▶ **WORK REQUIRED**
Every entry below is to be returned unchanged. Images are not part of the copy.

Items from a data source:
----------

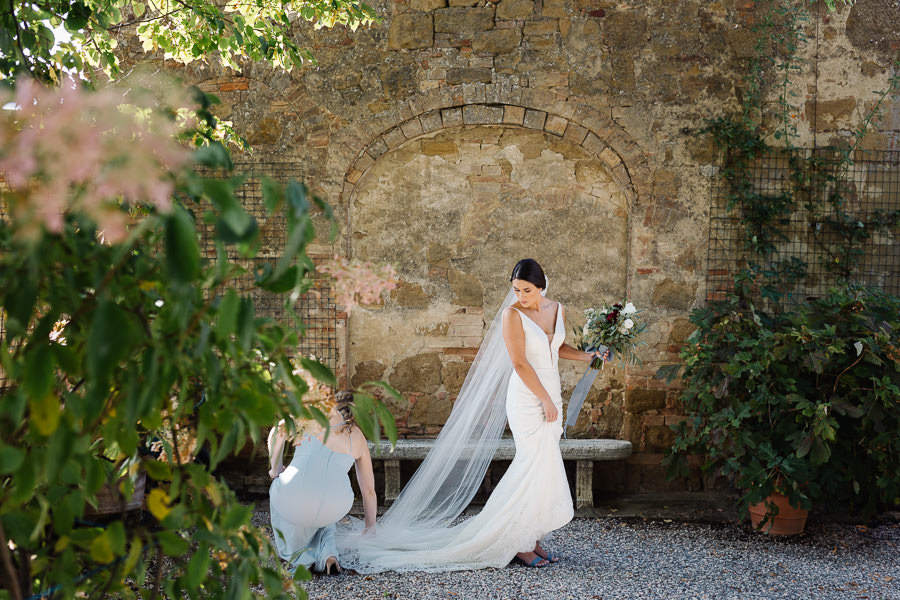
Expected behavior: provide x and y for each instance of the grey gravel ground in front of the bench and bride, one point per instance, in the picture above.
(613, 558)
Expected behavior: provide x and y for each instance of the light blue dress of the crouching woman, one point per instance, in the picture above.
(306, 500)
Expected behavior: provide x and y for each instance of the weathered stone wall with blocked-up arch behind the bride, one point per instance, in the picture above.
(458, 136)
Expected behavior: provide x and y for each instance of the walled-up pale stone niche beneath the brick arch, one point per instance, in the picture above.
(453, 210)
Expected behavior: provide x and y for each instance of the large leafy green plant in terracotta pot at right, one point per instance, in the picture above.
(801, 403)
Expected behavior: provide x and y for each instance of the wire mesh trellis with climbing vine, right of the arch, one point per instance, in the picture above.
(858, 242)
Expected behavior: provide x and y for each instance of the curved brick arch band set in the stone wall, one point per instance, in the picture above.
(579, 124)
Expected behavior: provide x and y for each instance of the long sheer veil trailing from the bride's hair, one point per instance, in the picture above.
(450, 475)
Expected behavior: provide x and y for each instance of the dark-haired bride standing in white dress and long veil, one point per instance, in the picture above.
(515, 376)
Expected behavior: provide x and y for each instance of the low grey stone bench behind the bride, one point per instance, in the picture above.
(585, 452)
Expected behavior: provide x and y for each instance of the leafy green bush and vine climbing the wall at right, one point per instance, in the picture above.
(802, 401)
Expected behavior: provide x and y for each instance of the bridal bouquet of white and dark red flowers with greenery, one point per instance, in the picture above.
(616, 327)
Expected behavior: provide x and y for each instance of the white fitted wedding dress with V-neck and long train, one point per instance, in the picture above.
(531, 500)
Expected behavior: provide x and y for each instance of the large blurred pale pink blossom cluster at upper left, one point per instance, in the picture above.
(69, 150)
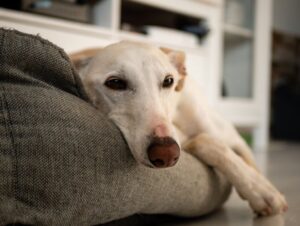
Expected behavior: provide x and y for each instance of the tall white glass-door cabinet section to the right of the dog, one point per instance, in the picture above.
(245, 63)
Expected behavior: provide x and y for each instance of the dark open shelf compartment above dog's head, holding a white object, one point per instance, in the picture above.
(160, 24)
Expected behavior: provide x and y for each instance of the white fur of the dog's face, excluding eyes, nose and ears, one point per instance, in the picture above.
(138, 111)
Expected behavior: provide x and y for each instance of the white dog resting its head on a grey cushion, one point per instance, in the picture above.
(160, 111)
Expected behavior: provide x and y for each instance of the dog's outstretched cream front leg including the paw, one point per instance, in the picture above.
(262, 196)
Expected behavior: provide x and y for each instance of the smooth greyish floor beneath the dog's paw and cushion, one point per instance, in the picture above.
(282, 167)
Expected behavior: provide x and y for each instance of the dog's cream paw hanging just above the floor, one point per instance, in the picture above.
(263, 197)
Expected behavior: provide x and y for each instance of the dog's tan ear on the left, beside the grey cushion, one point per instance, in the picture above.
(81, 59)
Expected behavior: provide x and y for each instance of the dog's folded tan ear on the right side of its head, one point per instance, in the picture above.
(177, 58)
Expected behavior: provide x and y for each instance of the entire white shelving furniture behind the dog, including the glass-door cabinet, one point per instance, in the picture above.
(205, 62)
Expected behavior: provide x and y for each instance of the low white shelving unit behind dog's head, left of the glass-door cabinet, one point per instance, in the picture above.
(73, 36)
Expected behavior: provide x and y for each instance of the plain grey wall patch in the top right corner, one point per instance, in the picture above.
(286, 16)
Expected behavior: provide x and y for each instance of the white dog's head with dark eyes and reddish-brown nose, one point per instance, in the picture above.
(137, 86)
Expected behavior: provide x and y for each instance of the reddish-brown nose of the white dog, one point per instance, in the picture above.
(163, 152)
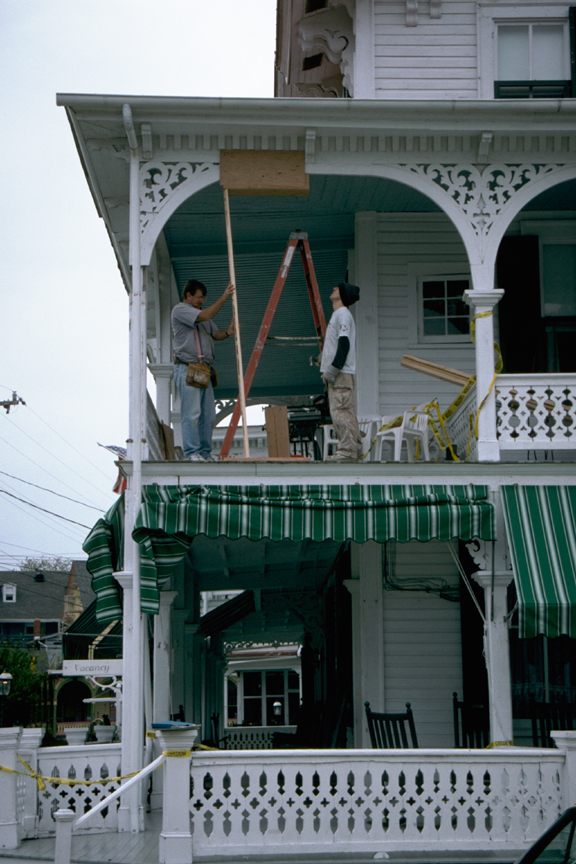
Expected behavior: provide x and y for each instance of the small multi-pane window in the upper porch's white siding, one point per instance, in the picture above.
(444, 316)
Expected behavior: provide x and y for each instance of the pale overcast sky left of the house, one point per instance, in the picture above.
(64, 310)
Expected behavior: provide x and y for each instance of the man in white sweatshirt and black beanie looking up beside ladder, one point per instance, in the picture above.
(338, 370)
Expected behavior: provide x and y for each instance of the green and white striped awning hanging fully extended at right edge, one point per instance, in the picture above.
(541, 528)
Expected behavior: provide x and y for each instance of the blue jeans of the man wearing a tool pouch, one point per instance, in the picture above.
(197, 414)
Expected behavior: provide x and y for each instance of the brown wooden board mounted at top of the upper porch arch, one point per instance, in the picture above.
(264, 172)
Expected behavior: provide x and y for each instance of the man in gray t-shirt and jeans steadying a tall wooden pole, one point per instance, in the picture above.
(192, 324)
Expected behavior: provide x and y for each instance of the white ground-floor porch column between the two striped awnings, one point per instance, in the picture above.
(497, 652)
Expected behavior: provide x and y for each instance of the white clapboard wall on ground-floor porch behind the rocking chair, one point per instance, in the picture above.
(422, 644)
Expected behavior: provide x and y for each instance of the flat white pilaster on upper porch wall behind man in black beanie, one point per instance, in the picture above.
(366, 315)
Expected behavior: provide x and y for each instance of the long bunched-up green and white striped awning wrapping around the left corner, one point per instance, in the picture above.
(171, 516)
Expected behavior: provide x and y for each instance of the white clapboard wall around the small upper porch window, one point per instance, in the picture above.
(404, 240)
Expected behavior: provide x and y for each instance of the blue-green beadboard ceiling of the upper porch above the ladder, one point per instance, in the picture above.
(196, 241)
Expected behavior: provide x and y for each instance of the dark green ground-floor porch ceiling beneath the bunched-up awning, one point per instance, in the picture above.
(224, 564)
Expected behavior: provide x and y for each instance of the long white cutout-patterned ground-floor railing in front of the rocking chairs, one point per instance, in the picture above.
(367, 801)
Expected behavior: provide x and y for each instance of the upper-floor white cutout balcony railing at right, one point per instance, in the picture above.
(536, 412)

----------

▶ **RESPONSE BOX**
Expected behavior: provide x and y for each instance of the grey gravel ground in front of the bench and bride, one point per instance, in the picture above.
(613, 558)
Expected behavior: provide x and y for each instance of the light blue dress of the crouching woman, one point per instance, in the picture above.
(306, 500)
Expected behavior: provide x and y for each instance of the weathered stone wall with blocked-up arch behind the bride, one point per instance, in the picture above.
(458, 136)
Expected behavior: provide x and y for each instance of the walled-up pale stone niche beneath the brick arch, one point per instance, in the picture above.
(453, 210)
Expected behavior: provide x and y for each instance of the large leafy green plant in terracotta pot at right, one point per instance, in the picture above.
(801, 403)
Expected behavior: provide x and y for each instance of the wire mesh trellis with climbing vine, right of the arch, one point per instance, in the picture above.
(858, 242)
Expected behavior: provide x and y for each instance of the curved brick arch band set in the stone wall, one point per instance, in the picture above.
(579, 124)
Expected behavior: provide x and y for each instance of the long sheer veil trailing from the bride's hair, one point per instance, in the picture above.
(450, 475)
Expected behavior: provide x and y for each instance of the dark-haired bride standing in white dress and long veil, one point per instance, in the picture above.
(515, 376)
Expected behavior: provide x and y for each instance of the low grey stone bench behind the bride, one point per instance, in the picture above.
(585, 452)
Expected behavior: provide x and y for each instance of the leafy green bush and vine climbing the wall at right, one point per instance, in the picture above.
(802, 401)
Expected behavior: provide x and y for each instance of the bridal bouquet of white and dark red flowers with greenery, one point per instance, in the picture above.
(616, 327)
Expected behavior: provide x and y for each instance of the white fitted wedding dress with V-neck and long train, one point per instance, in the picture above.
(531, 500)
Expected behavior: provide x and y for each instance of the large blurred pale pink blossom cluster at upper left, one point per instance, in the picture above.
(69, 150)
Expected behavior: provide x and y for each instance of the tall white glass-door cabinet section to the right of the dog, one point per instance, in the picture above.
(245, 63)
Expected behavior: provide x and y for each instance of the dark open shelf compartment above dog's head, holding a white object, one point per instance, in the picture above.
(160, 24)
Expected behavior: provide x and y for each instance of the white fur of the dog's face, excluding eyes, nose and ears, one point per instance, in the picture above.
(138, 111)
Expected behavior: provide x and y for each instance of the white dog resting its head on a grey cushion, one point per instance, in the picture above.
(160, 111)
Expected behavior: provide x and y for each instance of the dog's outstretched cream front leg including the paw, one point per instance, in the picture above.
(262, 196)
Expected behavior: provide x and y for each instance of the smooth greyish floor beneath the dog's paw and cushion, one point per instance, in the picture above.
(282, 167)
Expected behavior: provide x and y for each instance of the dog's cream paw hanging just above the floor, one point per instance, in the picture above.
(263, 197)
Expected behavior: provide x and y for each instance of the dog's tan ear on the left, beside the grey cushion, one point per instance, in the picture above.
(81, 59)
Expected behavior: provide x and y for each instance of the dog's folded tan ear on the right side of its head, one point per instance, in the picture above.
(177, 58)
Expected behavior: provide x and y for each instance of the entire white shelving furniture behind the dog, including the glass-door cabinet, one point per instance, in the picture above.
(205, 62)
Expected behavior: provide x and y for each instance of the low white shelving unit behind dog's head, left of the glass-door cabinet, one point per instance, in the picture above.
(73, 36)
Expected behavior: provide x and y for each instance of the plain grey wall patch in the top right corner, one point per instance, in the picture above.
(286, 16)
Expected behavior: provide x and y for each instance of the white dog's head with dark eyes and reddish-brown nose, one point per instance, in the picture above.
(137, 86)
Expected behavior: provide x and y for each instance of the reddish-brown nose of the white dog, one point per instance, in the picture above.
(163, 152)
Expected behavior: provide x and y for each instance of the small multi-pane window in the upper porch's white siding, one point per instance, in the picture above.
(444, 316)
Expected behavior: provide x and y for each instance of the pale overcast sky left of the house, one point per instance, in the picture above.
(64, 310)
Expected behavior: provide x and y for each instance of the man in white sweatshirt and black beanie looking up beside ladder, one point per instance, in the picture above.
(338, 370)
Expected behavior: provide x and y for each instance of the green and white striped awning hanging fully extended at right edge, one point per instance, in the picture above.
(541, 528)
Expected behavior: provide x and y for each instance of the blue jeans of the man wearing a tool pouch, one point per instance, in the picture above.
(197, 414)
Expected behavior: provide x and y for each instance of the brown wooden board mounted at top of the upper porch arch, one point per instance, in the picture above.
(264, 172)
Expected behavior: provide x and y for each instance of the man in gray t-shirt and jeans steadying a tall wooden pole, one point per instance, in the picture above.
(192, 324)
Expected behavior: provide x and y for each instance of the white ground-floor porch column between the two striped awnings, one point per instance, in the picture above.
(497, 652)
Expected behavior: provide x and y for each instance of the white clapboard wall on ground-floor porch behind the rocking chair, one point per instance, in the picture above.
(422, 644)
Expected behavior: provide x and y for each instance of the flat white pilaster on upper porch wall behind man in black beanie, one point per instance, in the picture above.
(366, 315)
Expected behavior: provide x and y for each instance of the long bunched-up green and white striped awning wrapping around the left corner, one point per instance, in the picture above.
(171, 516)
Expected behavior: provide x and y for each instance of the white clapboard wall around the small upper porch window, one point per instance, in the picture above.
(404, 240)
Expected behavior: provide x and y for each instance of the blue-green beadboard ceiling of the upper porch above the ladder, one point per instance, in the picture above.
(196, 241)
Expected behavior: provide x and y for each instance of the dark green ground-floor porch ceiling beneath the bunched-up awning, one point per instance, in the picture above.
(224, 564)
Expected behavior: provide x and y for each instance of the long white cutout-patterned ground-floor railing in front of the rocking chairs, one point per instance, in the picture above.
(367, 801)
Expected behavior: provide x and y for each instance of the upper-floor white cutout balcony railing at right, one point per instance, in the picture above.
(536, 412)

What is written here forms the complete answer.